» AIM OF THE EXERCISE: Reproduce every line of the listing below word for word, leaving the pictures out of your answer.

(Listing from an annotation dataset)
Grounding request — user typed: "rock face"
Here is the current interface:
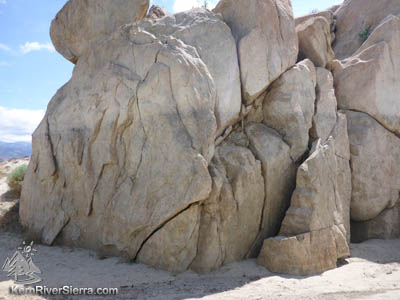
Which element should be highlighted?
[142,8,242,135]
[146,5,171,19]
[334,0,400,59]
[20,24,217,260]
[333,16,400,134]
[346,111,400,222]
[351,201,400,243]
[246,123,297,256]
[50,0,149,63]
[20,0,400,275]
[296,17,335,68]
[263,60,316,161]
[214,0,298,104]
[257,115,351,275]
[191,142,264,272]
[310,68,337,142]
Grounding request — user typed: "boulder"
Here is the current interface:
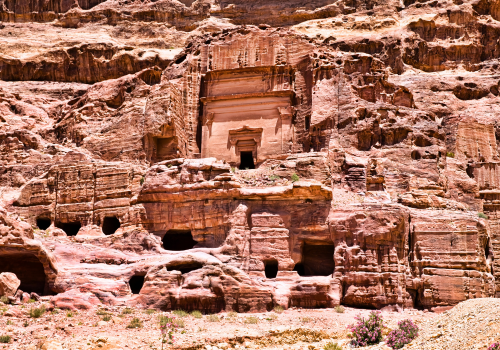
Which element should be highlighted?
[0,272,21,297]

» RESULT OF THIS EXERCISE:
Grounding request — user typed: "rock face"
Here is the current interface:
Which element should be highlighted?
[142,8,242,135]
[146,5,171,19]
[334,0,400,59]
[20,24,217,260]
[333,16,400,134]
[346,111,400,222]
[351,201,400,243]
[246,123,297,256]
[50,0,149,63]
[20,0,400,275]
[296,17,335,68]
[263,60,316,161]
[214,0,298,104]
[257,115,351,275]
[191,142,264,272]
[310,68,337,142]
Grounding request — user typed: "boulder"
Here is the current interface:
Which element should be highlighted?
[0,272,21,297]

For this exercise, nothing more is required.